▶ DATA SUPPLIED:
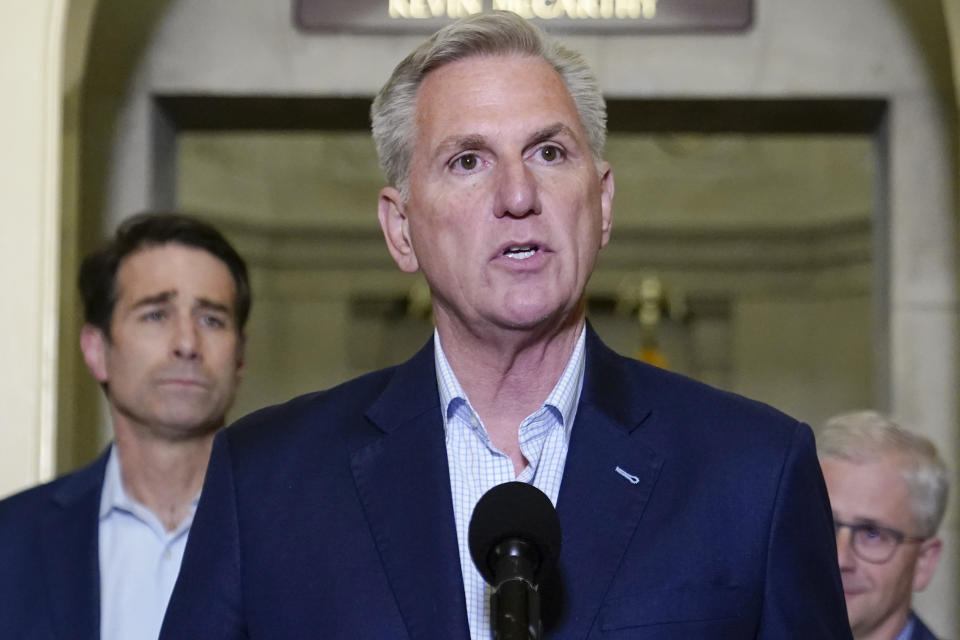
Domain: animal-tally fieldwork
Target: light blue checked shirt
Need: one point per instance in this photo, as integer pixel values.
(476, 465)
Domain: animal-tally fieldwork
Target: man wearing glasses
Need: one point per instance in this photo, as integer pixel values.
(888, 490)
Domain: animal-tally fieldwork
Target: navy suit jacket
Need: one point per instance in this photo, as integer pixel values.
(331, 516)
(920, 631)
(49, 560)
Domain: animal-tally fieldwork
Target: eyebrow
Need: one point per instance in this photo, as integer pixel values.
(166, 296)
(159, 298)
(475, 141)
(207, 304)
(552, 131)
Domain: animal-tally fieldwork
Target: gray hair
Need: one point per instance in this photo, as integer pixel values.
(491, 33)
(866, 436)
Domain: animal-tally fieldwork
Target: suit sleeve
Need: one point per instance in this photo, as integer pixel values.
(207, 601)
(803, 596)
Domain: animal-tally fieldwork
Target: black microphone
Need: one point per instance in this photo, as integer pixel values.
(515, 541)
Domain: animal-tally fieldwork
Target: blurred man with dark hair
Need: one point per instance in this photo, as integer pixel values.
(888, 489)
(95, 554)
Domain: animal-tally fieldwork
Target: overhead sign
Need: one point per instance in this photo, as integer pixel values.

==

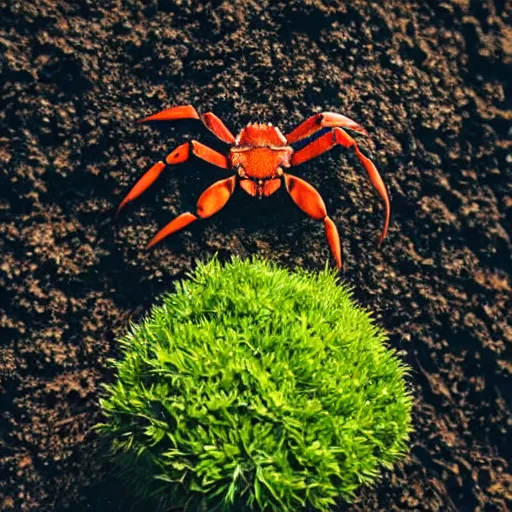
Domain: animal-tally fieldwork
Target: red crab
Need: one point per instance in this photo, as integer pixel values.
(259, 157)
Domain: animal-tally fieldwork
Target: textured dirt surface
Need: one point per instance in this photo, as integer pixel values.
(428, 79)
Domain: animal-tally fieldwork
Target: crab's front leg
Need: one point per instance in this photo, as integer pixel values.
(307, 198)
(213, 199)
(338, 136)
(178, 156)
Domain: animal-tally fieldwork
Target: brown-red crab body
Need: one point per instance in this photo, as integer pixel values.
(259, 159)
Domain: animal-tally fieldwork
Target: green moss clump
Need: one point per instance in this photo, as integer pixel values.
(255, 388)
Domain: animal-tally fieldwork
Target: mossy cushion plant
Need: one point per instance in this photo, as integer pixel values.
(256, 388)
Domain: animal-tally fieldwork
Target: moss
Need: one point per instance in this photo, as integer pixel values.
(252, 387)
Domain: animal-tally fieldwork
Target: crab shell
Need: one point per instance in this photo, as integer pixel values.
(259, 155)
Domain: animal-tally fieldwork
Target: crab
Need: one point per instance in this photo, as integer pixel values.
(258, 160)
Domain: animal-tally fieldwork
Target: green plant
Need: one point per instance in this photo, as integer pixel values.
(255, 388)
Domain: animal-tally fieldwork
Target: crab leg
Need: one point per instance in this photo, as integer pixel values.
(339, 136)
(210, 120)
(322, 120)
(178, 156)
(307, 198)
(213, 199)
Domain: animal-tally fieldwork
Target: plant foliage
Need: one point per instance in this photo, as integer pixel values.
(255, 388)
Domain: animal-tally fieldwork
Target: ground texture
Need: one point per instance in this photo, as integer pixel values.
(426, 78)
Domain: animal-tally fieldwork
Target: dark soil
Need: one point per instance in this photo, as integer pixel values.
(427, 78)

---

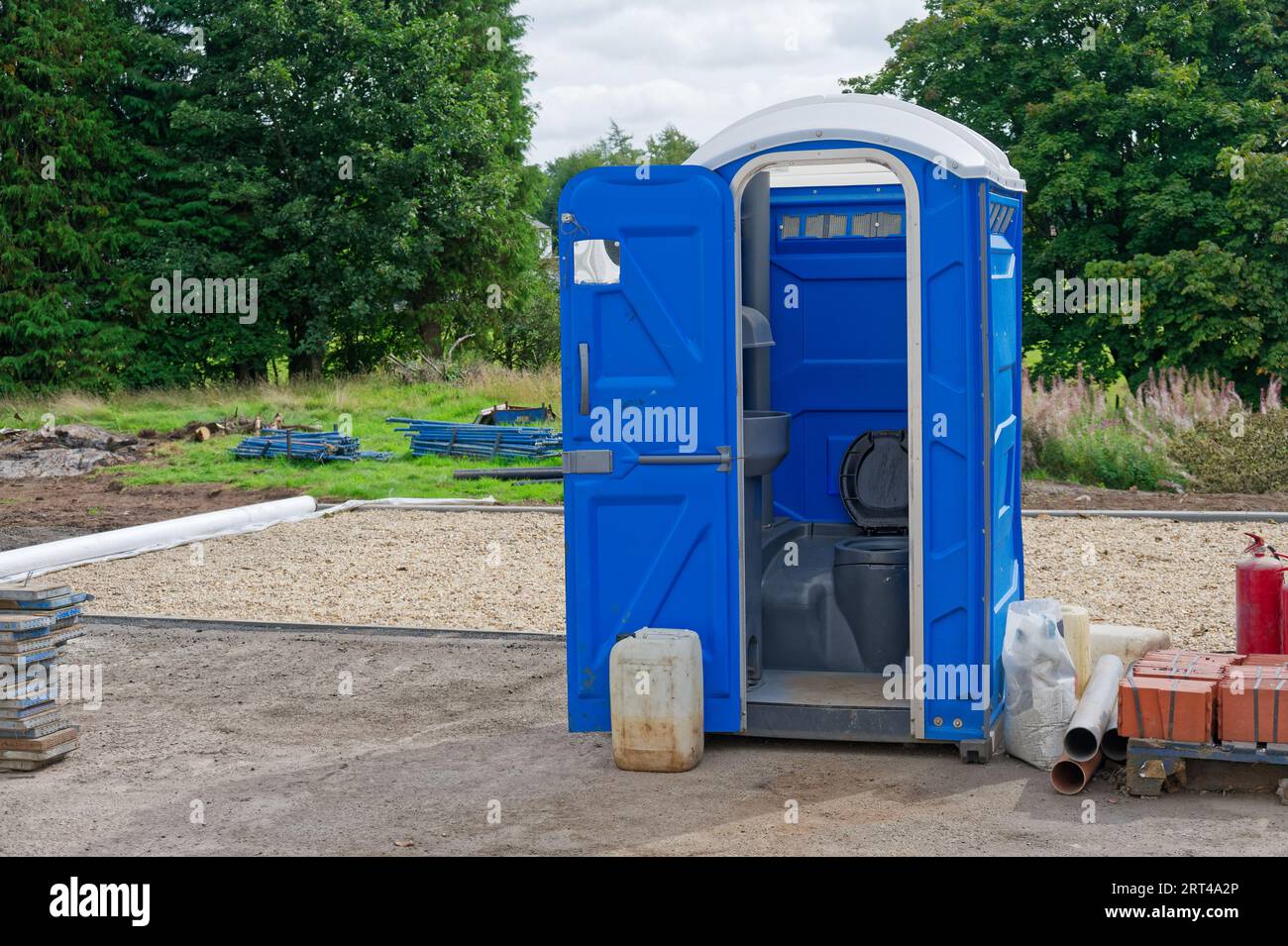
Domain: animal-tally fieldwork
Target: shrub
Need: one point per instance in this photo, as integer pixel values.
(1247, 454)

▶ PROBLEM TO SOLVE: Select each line of the rows above in which the string "crab" appears.

▶ EXERCISE ANSWER:
Target: red crab
Target: crab's front leg
Target: brown-red crab body
Target: crab shell
Target: crab
Target: crab leg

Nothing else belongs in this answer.